↓↓↓
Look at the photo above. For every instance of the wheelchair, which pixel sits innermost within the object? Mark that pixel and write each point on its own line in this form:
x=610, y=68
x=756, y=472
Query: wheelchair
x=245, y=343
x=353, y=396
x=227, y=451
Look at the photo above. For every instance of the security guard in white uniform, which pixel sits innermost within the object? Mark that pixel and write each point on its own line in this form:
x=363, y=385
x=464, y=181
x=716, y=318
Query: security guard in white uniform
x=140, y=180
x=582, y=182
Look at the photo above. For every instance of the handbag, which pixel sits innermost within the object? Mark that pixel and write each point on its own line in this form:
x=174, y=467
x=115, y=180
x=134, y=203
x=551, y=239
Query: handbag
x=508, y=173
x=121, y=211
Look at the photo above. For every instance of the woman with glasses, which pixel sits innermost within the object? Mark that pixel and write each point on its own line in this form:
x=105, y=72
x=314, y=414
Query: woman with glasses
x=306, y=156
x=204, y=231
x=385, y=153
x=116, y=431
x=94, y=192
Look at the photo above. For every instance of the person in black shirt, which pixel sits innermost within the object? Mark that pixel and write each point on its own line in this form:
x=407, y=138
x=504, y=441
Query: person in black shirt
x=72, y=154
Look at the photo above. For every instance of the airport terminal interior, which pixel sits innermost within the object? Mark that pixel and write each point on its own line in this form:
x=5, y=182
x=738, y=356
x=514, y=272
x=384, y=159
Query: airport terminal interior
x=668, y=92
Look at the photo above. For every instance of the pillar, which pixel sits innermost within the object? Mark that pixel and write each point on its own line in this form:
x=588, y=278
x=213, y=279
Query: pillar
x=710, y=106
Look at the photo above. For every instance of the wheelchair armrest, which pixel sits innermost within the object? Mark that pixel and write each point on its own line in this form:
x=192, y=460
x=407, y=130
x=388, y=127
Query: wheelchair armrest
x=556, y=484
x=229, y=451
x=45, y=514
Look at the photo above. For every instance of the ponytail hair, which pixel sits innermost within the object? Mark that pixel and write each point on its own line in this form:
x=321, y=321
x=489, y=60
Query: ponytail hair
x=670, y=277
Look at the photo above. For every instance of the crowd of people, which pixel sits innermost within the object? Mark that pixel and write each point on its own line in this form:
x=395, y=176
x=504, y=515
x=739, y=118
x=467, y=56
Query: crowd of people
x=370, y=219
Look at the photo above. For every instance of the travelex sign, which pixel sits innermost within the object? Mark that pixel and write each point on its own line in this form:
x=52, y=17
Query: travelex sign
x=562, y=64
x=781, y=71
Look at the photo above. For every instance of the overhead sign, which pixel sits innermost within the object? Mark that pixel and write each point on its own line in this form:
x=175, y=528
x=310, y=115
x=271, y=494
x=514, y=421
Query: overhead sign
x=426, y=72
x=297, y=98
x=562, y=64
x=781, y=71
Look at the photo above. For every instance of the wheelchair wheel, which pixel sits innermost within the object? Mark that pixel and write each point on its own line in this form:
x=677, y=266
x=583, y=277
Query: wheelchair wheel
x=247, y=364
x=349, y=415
↑↑↑
What this task involves: Reproduce the data above without any changes, from the line with "Look at the photo above. For every instance of the airport" to the line with "x=710, y=106", including both of those lines.

Final result:
Look at the photo above. For every instance of the airport terminal interior, which pixel sits innermost within the object? Mark that pixel and write each point on its own line in this form:
x=5, y=182
x=738, y=356
x=514, y=272
x=384, y=159
Query: airport terminal interior
x=668, y=92
Look at the photo above. For every instance of the pillar, which pixel sits innermost within the object? Mark that pixel and write each point on its own line in this form:
x=588, y=278
x=213, y=279
Query: pillar
x=710, y=106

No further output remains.